**Exercise brief**: Convert the lines below into a JSON list of strings with one string per line, and omit any blank lines.

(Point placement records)
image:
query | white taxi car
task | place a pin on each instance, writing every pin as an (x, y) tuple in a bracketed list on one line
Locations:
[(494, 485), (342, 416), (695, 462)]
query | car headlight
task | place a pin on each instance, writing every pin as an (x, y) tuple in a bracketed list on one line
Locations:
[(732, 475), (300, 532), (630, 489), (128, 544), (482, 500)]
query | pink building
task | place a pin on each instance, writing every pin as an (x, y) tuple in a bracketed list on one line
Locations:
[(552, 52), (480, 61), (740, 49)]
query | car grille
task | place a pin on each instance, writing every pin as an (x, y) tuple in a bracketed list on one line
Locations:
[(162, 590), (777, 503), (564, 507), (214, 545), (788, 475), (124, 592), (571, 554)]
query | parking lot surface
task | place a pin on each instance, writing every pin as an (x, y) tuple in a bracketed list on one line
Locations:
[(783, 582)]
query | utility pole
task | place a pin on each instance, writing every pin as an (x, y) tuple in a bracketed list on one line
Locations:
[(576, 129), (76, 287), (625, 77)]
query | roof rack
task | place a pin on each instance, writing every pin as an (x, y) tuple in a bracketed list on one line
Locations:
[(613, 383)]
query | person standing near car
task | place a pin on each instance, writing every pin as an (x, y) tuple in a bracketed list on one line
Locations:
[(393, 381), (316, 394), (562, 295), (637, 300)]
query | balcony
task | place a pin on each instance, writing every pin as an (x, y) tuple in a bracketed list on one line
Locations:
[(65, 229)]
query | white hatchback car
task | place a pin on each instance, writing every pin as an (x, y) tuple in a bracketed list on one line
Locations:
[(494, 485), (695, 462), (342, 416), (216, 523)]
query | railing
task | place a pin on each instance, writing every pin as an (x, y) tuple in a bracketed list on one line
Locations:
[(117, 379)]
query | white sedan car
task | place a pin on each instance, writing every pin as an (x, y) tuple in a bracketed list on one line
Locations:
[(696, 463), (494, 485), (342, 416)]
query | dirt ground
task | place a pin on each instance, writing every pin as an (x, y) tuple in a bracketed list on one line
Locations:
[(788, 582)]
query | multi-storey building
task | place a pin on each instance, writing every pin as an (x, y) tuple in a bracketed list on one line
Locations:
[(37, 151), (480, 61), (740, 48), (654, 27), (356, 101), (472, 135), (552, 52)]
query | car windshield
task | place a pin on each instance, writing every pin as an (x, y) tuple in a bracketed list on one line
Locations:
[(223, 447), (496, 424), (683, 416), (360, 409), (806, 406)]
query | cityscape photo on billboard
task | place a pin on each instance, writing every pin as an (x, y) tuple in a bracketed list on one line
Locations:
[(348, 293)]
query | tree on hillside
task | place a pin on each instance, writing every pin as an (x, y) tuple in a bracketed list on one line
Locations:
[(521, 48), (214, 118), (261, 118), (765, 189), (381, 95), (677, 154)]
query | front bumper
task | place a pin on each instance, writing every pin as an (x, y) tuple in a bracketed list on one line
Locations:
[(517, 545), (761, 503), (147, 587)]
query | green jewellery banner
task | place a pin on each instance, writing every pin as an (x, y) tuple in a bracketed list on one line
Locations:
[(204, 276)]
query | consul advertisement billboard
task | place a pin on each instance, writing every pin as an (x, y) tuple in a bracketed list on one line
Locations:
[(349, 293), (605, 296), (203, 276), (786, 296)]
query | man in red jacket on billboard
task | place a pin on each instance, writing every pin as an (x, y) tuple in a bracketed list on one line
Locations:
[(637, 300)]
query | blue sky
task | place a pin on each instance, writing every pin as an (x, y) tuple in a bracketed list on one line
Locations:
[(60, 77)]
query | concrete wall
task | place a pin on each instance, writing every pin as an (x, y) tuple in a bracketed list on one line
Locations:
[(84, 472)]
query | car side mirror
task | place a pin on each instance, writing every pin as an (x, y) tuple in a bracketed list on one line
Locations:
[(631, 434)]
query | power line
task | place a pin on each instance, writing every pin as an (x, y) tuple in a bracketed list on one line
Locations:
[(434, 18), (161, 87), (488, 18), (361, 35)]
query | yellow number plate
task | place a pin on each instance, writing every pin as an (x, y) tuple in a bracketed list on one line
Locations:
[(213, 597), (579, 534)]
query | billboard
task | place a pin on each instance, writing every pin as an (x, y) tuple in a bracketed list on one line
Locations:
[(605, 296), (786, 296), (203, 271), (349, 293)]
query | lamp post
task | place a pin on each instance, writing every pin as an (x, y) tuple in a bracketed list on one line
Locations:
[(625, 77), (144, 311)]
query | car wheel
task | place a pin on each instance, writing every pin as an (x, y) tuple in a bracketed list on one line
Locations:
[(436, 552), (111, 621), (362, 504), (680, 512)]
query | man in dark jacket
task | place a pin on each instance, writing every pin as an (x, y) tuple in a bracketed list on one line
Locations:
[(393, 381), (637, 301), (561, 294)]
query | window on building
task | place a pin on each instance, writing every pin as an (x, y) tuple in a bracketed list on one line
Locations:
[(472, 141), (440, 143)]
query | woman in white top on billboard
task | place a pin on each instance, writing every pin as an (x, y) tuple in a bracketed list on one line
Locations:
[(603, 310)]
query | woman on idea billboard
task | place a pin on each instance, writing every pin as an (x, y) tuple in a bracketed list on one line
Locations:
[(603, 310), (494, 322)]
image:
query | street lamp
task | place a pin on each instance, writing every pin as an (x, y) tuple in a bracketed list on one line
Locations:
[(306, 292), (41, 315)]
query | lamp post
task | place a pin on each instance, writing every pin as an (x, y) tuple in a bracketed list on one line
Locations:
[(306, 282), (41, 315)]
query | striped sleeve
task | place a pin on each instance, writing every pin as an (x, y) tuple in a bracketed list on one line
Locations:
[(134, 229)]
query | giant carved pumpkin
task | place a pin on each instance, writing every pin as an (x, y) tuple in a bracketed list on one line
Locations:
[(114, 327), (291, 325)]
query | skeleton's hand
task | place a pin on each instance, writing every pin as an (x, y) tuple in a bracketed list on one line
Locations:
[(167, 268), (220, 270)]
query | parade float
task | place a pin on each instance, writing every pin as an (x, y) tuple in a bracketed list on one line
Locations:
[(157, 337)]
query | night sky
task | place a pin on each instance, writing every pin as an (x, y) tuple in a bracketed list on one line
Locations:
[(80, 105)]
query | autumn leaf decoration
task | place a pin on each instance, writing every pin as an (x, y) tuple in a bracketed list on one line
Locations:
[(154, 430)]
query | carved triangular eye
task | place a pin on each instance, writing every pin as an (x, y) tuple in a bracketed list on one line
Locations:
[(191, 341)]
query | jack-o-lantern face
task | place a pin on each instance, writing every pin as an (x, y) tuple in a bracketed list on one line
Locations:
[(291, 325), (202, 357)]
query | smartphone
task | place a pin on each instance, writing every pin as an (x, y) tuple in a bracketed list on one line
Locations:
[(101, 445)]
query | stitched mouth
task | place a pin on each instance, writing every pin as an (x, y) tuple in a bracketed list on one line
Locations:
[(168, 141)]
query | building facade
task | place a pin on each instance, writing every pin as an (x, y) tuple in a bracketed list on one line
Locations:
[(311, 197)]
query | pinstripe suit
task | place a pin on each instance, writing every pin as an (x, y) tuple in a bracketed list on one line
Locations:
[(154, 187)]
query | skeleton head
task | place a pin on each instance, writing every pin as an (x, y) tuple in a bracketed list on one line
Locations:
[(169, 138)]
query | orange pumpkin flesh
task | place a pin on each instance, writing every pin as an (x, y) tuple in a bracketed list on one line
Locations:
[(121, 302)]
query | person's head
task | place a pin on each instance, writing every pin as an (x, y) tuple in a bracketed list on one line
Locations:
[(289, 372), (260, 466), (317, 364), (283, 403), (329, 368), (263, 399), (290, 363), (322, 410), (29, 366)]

**Completed task**:
[
  "image:",
  "query | white taxi car",
  "task | place a pin on each instance, writing every pin as an (x, y) tuple in a bracketed list on one line",
  "Locations:",
  "[(494, 485), (342, 416), (695, 462)]",
  "query | car headlight",
  "task | place a pin on each instance, writing every pin as an (x, y) tuple in a bracketed list on one line",
  "Locations:",
  "[(732, 475), (300, 532), (630, 489), (128, 544), (482, 500)]",
  "query | pink building",
  "task | place a pin on each instance, writing every pin as an (x, y) tuple in a bracketed list on one line",
  "Locations:",
  "[(552, 52), (480, 61), (740, 49)]",
  "query | car grille",
  "task | place a pin on each instance, writing every pin as an (x, y) tuple in a bracketed list on one line",
  "Locations:",
  "[(162, 590), (777, 503), (564, 507), (214, 545), (788, 475), (124, 592), (571, 554)]",
  "query | parking lot surface",
  "task | place a pin on each instance, writing every pin as an (x, y) tuple in a bracketed list on one line",
  "Locations:",
  "[(783, 582)]",
  "query | utility pole",
  "task | place a pin on each instance, writing every pin as an (x, y) tuple in a bracketed list on one line",
  "Locations:",
  "[(576, 129), (76, 287), (625, 77)]",
  "query | roof rack",
  "task | place a pin on each instance, writing every pin as an (x, y) tuple in a bracketed list on one line",
  "Locations:",
  "[(613, 383)]",
  "query | person standing near car",
  "task | place a pin on each instance, writing every pin as an (x, y) tuple in a bracketed list on one line",
  "Locations:",
  "[(393, 381), (316, 394), (562, 295), (637, 300)]",
  "query | balcony",
  "task | place a pin on each instance, writing every pin as an (x, y) tuple in a bracketed list on one line",
  "Locations:",
  "[(65, 229)]",
  "query | white hatchback car",
  "task | place a pin on each instance, writing every pin as an (x, y) tuple in a bracketed list on one line",
  "Locations:",
  "[(494, 485), (695, 462), (342, 416), (216, 523)]",
  "query | railing",
  "task | place a pin on each instance, writing every pin as an (x, y) tuple in a bracketed list on one line",
  "Locations:",
  "[(117, 379)]",
  "query | white sedan car",
  "task | place a pin on each instance, writing every pin as an (x, y) tuple in a bracketed list on one line",
  "Locations:",
  "[(696, 463), (494, 485), (342, 416)]",
  "query | dirt ground",
  "task | place a pin on each instance, writing every pin as an (x, y) tuple in a bracketed list on one line",
  "Locations:",
  "[(788, 582)]",
  "query | multi-storey building",
  "task | place a pin on each instance, writing every pin as an (x, y) tuple in a bracketed list on one line",
  "Locations:",
  "[(37, 151), (480, 61), (740, 48), (654, 27), (356, 101), (472, 135), (552, 52)]",
  "query | car windshield",
  "task | place a pin on each instance, writing every pin as an (x, y) tuple in a bracketed list on one line",
  "Locations:",
  "[(223, 447), (496, 424), (683, 416), (360, 409), (806, 406)]",
  "query | cityscape photo on billboard",
  "task | place a pin on each instance, writing every pin as an (x, y) tuple in a bracketed list on one line",
  "Locations:",
  "[(348, 293)]",
  "query | tree on hillside",
  "task | place a pin on each instance, writing every pin as an (x, y) tuple in a bracketed list on one line",
  "Locations:",
  "[(521, 48), (214, 118), (261, 118), (765, 189), (381, 95), (677, 154)]",
  "query | front bumper",
  "task | place a pin on each instance, writing every pin as an (x, y) tuple in a bracketed list on one line",
  "Locations:",
  "[(517, 545), (761, 503), (147, 587)]",
  "query | green jewellery banner",
  "task | place a pin on each instance, writing every pin as an (x, y) tuple in a bracketed list on one line",
  "Locations:",
  "[(204, 276)]",
  "query | consul advertisement billboard",
  "task | place a pin on each instance, writing every pin as an (x, y) tuple in a bracketed list on one line",
  "Locations:",
  "[(349, 293), (605, 296), (203, 276), (786, 296)]",
  "query | man in red jacket on billboard",
  "task | place a pin on each instance, writing every pin as an (x, y) tuple in a bracketed list on one line",
  "Locations:",
  "[(637, 300)]",
  "query | blue sky",
  "task | place a pin on each instance, writing every pin as an (x, y) tuple in a bracketed list on one line",
  "Locations:",
  "[(60, 77)]",
  "query | concrete wall",
  "task | place a pin on each instance, writing every pin as an (x, y) tuple in a bracketed list on one line",
  "Locations:",
  "[(84, 472)]",
  "query | car side mirror",
  "task | place a pin on each instance, writing every pin as an (x, y) tuple in a bracketed list on one line",
  "Locations:",
  "[(631, 434)]",
  "query | power line",
  "task | place a pin on each instance, writing every pin as an (x, y) tuple in a bracketed list on one line",
  "Locations:",
  "[(434, 18), (161, 87), (488, 18), (361, 35)]",
  "query | yellow number plate",
  "task | place a pin on each instance, writing every pin as an (x, y) tuple in a bracketed list on one line",
  "Locations:",
  "[(213, 597), (579, 534)]",
  "query | billboard",
  "task | place a pin on each instance, writing every pin as an (x, y) tuple in a bracketed list on one line",
  "Locations:",
  "[(605, 296), (786, 296), (203, 271), (349, 293)]",
  "query | lamp post",
  "task | place a pin on each instance, writing every pin as an (x, y) tuple in a bracketed list on one line",
  "Locations:",
  "[(625, 77), (144, 311)]",
  "query | car wheel",
  "task | place a pin on each instance, writing every pin as an (x, y) tuple in a bracketed list on one line",
  "Locations:",
  "[(436, 552), (111, 621), (362, 504), (680, 512)]",
  "query | man in dark jacket",
  "task | place a pin on each instance, writing every pin as an (x, y) tuple in a bracketed list on one line",
  "Locations:",
  "[(393, 381), (637, 301), (561, 294)]",
  "query | window on building",
  "task | place a pin on each instance, writing every pin as an (x, y) tuple in a bracketed list on one line",
  "Locations:",
  "[(472, 141), (440, 143)]",
  "query | woman in white top on billboard",
  "task | place a pin on each instance, writing every pin as an (x, y) tuple in a bracketed list on one line",
  "Locations:",
  "[(603, 310)]",
  "query | woman on idea billboard",
  "task | place a pin on each instance, writing every pin as an (x, y) tuple in a bracketed list on one line",
  "Locations:",
  "[(603, 310), (494, 322)]",
  "image:",
  "query | street lamp",
  "task | place a pin on each instance, writing every pin as an (x, y) tuple in a bracketed list on one line",
  "Locations:",
  "[(306, 292), (41, 315)]",
  "query | lamp post",
  "task | place a pin on each instance, writing every pin as an (x, y) tuple in a bracketed list on one line",
  "Locations:",
  "[(306, 282), (41, 315)]",
  "query | striped sleeve",
  "task | place a pin on each instance, writing every pin as an (x, y) tuple in a bracketed list on one line",
  "Locations:",
  "[(134, 229)]",
  "query | giant carved pumpkin",
  "task | place a pin on each instance, writing every pin as an (x, y) tuple in a bracketed list on one line",
  "Locations:",
  "[(114, 327), (291, 325)]",
  "query | skeleton's hand",
  "task | place a pin on each instance, writing every pin as an (x, y) tuple in a bracketed list on one line",
  "Locations:",
  "[(167, 268), (220, 270)]",
  "query | parade float",
  "task | place a pin on each instance, writing every pin as an (x, y) tuple in a bracketed list on one line",
  "Locations:",
  "[(157, 337)]",
  "query | night sky",
  "task | place a pin on each instance, writing every pin as an (x, y) tuple in a bracketed list on one line",
  "Locations:",
  "[(80, 105)]",
  "query | autumn leaf decoration",
  "task | place a pin on each instance, writing every pin as an (x, y) tuple in a bracketed list on one line",
  "Locations:",
  "[(154, 430)]",
  "query | carved triangular eye",
  "task | place a pin on each instance, writing every pin as an (x, y) tuple in a bracketed list on one line",
  "Locations:",
  "[(191, 341)]",
  "query | jack-o-lantern face",
  "task | place a pin on each instance, writing every pin as an (x, y) tuple in a bracketed list on one line",
  "Locations:",
  "[(291, 325), (202, 357)]",
  "query | smartphone",
  "task | place a pin on each instance, writing every pin as an (x, y) tuple in a bracketed list on one line",
  "Locations:",
  "[(101, 445)]",
  "query | stitched mouth",
  "task | place a pin on each instance, writing every pin as an (x, y) tuple in a bracketed list on one line",
  "Locations:",
  "[(168, 141)]",
  "query | building facade",
  "task | place a pin on each instance, writing every pin as an (x, y) tuple in a bracketed list on one line",
  "Locations:",
  "[(311, 197)]",
  "query | pinstripe suit",
  "task | place a pin on each instance, writing every pin as an (x, y) tuple in a bracketed list on one line",
  "Locations:",
  "[(154, 187)]",
  "query | skeleton head",
  "task | place a pin on each instance, writing every pin as an (x, y) tuple in a bracketed list on one line",
  "Locations:",
  "[(169, 138)]",
  "query | orange pumpkin flesh",
  "task | place a pin on each instance, writing every pin as an (x, y) tuple in a bracketed list on one line",
  "Locations:",
  "[(121, 302)]",
  "query | person's head",
  "task | place a pin on each instance, writing every pin as an (x, y) tuple in a bracketed list on one line",
  "Locations:",
  "[(289, 372), (260, 466), (317, 364), (283, 403), (329, 368), (263, 399), (290, 363), (322, 410), (29, 366)]"
]